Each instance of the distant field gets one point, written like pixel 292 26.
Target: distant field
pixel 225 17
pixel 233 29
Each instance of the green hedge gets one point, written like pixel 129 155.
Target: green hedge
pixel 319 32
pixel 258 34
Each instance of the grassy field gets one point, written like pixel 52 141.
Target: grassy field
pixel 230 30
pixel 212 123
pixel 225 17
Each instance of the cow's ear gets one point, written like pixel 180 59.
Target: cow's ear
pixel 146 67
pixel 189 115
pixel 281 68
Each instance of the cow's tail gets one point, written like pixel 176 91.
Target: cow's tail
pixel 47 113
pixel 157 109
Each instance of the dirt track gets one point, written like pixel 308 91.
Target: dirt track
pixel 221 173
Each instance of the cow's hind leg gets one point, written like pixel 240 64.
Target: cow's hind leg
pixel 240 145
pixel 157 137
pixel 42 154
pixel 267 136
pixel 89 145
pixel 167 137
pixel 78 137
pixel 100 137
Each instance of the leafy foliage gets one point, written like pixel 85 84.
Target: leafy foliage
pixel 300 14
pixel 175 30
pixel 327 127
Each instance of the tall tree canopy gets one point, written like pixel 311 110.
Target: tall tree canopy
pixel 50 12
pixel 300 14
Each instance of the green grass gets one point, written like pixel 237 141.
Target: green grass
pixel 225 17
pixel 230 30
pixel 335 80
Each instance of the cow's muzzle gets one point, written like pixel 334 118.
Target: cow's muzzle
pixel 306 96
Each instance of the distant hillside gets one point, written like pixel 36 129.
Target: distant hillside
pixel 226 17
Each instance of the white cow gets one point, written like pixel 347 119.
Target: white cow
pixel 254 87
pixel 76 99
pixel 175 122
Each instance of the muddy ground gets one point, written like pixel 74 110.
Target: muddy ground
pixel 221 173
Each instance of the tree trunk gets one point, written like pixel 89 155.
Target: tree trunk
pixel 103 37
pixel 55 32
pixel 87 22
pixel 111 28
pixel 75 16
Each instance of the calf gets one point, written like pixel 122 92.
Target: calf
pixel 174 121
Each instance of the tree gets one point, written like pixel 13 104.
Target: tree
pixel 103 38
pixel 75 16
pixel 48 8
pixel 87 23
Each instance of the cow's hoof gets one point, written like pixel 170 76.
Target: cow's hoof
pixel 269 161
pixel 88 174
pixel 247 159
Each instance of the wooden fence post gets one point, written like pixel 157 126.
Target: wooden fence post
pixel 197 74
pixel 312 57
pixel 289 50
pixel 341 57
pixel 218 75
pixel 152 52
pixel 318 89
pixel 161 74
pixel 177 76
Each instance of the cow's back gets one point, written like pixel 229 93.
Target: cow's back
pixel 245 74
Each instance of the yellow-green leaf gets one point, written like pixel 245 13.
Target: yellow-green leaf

******

Faithfully copy every entry, leaving nothing out.

Each instance of the distant field gets one point, written like pixel 292 26.
Target: distant field
pixel 225 17
pixel 233 29
Each instance of the green hedge gets one point, written like pixel 129 155.
Target: green hedge
pixel 319 32
pixel 258 34
Each instance of the grassy field gets one point, written like pixel 52 141.
Target: grassy field
pixel 230 30
pixel 212 123
pixel 225 17
Each instance of the cow's ear gets one point, written like pixel 180 59.
Target: cow's ear
pixel 146 67
pixel 189 115
pixel 281 68
Each instance of the cow's tail gets one point, written like pixel 176 91.
Target: cow's tail
pixel 47 113
pixel 157 109
Each instance of the dirt track gets one point, written like pixel 308 91.
Target: dirt track
pixel 221 173
Each instance of the cow's hind leg gets one point, written like pixel 240 64.
Target: cow's hind leg
pixel 240 145
pixel 157 137
pixel 42 154
pixel 267 136
pixel 89 145
pixel 167 137
pixel 78 137
pixel 100 137
Each instance of the leafy foliage gets one point, written like pixel 85 84.
Target: leafy foliage
pixel 300 14
pixel 175 30
pixel 327 127
Each instance of the tall tree canopy gets one point, written like pixel 311 110.
Target: tall tree canopy
pixel 50 12
pixel 300 14
Each instance of the green grass gets one point, written like pixel 237 141.
Target: green grass
pixel 225 17
pixel 230 30
pixel 335 80
Each instance of the cow's muzzle gets one point, written like pixel 334 118.
Target: cow's muzzle
pixel 306 96
Each instance of the distant hillside gets one point, written like pixel 36 129.
Target: distant hillside
pixel 226 17
Each instance of the white cow gets one point, written like pixel 347 119.
Target: white cow
pixel 254 87
pixel 76 99
pixel 175 122
Each instance of the muddy ground gets one point, written like pixel 74 110.
Target: muddy ground
pixel 221 173
Each instance of the tree trunk gets one point, written like pixel 89 155.
Target: tree trunk
pixel 103 37
pixel 55 32
pixel 87 22
pixel 111 28
pixel 75 16
Each instance of the calf gets one point, written like pixel 122 92.
Target: calf
pixel 174 121
Each instance of the tree gets one point, written like pixel 13 104.
Target: tree
pixel 103 38
pixel 75 16
pixel 48 8
pixel 87 23
Each instance of the cow's hoof gets one point, written like pixel 170 76.
Target: cow's hoof
pixel 269 161
pixel 88 174
pixel 247 159
Each instance of the wooden fence post gets one point, written like pixel 157 126.
Target: wooden fence post
pixel 197 74
pixel 312 57
pixel 289 50
pixel 341 57
pixel 218 75
pixel 152 52
pixel 318 89
pixel 161 74
pixel 177 76
Each instance of the cow's back gets one point, written like pixel 229 93.
Target: cow's back
pixel 245 74
Each instance of the yellow-green leaf gets one point, written like pixel 245 13.
Target: yellow-green leaf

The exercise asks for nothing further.